▸ **The request**
Render as a numbered list, with blank lines omitted, the lines of the records from the one containing "Guideline: for each instance of the ocean" through the end of the records.

☆ ☆ ☆ ☆ ☆ ☆ ☆

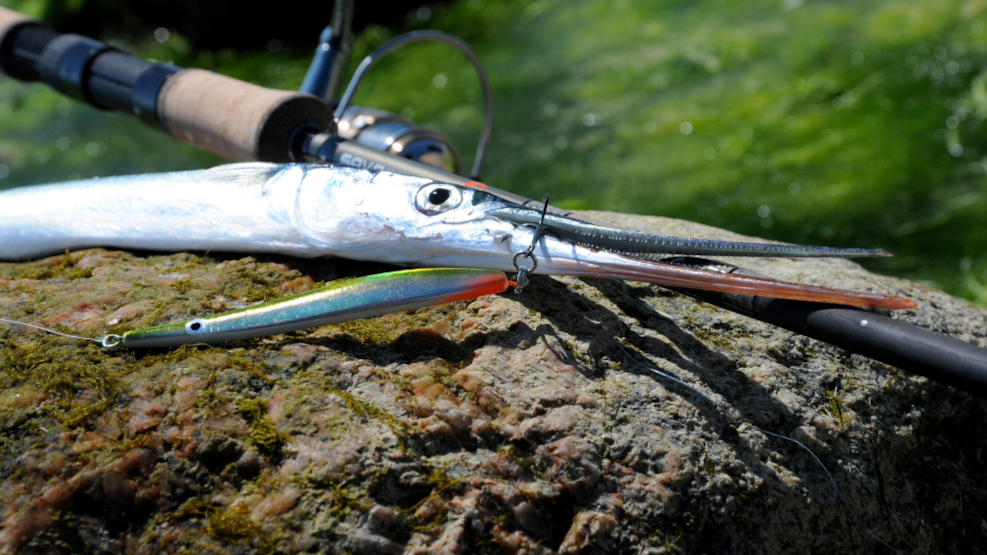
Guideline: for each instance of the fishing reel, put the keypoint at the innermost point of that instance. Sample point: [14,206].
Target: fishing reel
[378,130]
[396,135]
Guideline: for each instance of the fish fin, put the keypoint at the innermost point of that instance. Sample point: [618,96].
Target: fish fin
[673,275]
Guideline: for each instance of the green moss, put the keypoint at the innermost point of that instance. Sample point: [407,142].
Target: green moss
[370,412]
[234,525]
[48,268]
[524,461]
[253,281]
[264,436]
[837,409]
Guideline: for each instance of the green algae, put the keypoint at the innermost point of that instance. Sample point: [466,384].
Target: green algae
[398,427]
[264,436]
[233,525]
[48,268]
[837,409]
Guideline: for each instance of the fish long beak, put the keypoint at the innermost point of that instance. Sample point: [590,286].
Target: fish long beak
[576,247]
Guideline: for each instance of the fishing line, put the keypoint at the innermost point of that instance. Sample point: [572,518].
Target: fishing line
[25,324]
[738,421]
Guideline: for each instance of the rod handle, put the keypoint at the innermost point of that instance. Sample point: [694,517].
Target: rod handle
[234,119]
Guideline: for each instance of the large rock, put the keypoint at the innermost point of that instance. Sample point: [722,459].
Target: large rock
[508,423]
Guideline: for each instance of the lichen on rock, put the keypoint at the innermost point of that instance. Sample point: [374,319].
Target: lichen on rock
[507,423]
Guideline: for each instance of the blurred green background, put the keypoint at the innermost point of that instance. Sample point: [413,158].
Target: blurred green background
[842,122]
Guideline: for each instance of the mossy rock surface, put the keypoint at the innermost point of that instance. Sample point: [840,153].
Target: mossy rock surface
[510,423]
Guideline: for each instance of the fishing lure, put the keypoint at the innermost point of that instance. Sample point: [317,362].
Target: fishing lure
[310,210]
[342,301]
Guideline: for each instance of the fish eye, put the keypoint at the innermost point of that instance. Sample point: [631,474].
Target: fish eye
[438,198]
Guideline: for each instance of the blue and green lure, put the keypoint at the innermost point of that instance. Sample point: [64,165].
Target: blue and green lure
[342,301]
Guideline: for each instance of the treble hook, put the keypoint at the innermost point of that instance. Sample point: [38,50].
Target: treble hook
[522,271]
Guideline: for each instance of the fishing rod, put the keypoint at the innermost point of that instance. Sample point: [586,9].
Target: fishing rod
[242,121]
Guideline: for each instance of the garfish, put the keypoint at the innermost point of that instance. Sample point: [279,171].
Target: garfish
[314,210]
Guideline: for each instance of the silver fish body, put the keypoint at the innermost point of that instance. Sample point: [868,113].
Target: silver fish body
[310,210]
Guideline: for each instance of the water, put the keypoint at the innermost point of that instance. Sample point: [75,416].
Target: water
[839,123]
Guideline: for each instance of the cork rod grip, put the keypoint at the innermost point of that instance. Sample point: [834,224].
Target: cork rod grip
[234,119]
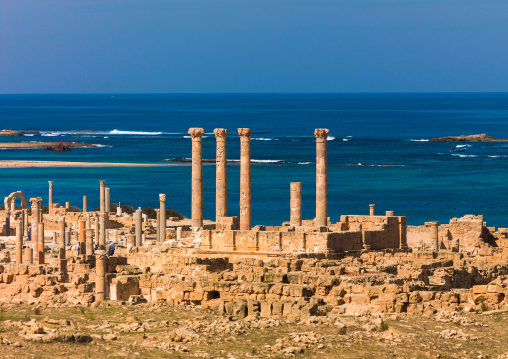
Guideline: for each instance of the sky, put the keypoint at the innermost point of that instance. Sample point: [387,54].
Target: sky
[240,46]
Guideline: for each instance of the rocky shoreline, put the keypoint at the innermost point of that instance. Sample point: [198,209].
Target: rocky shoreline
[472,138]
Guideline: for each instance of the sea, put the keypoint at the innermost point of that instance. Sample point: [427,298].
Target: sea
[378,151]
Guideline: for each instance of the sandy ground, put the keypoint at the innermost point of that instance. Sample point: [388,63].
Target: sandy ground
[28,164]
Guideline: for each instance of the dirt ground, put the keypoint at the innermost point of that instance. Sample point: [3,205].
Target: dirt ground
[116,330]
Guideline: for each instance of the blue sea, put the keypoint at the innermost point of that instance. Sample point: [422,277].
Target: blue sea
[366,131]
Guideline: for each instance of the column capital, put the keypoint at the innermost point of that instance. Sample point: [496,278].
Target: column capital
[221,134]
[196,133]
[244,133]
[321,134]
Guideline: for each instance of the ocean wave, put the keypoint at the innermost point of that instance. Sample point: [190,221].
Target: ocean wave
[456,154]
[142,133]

☆ ☆ ☆ ☆ ☆ ☆ ☆

▸ **Expected answer**
1. Guideline: for each instance of the ocean wave, put the keypoint at the innermost point of that instance. Sample point: [190,221].
2. Target: ocean wave
3. [456,154]
4. [142,133]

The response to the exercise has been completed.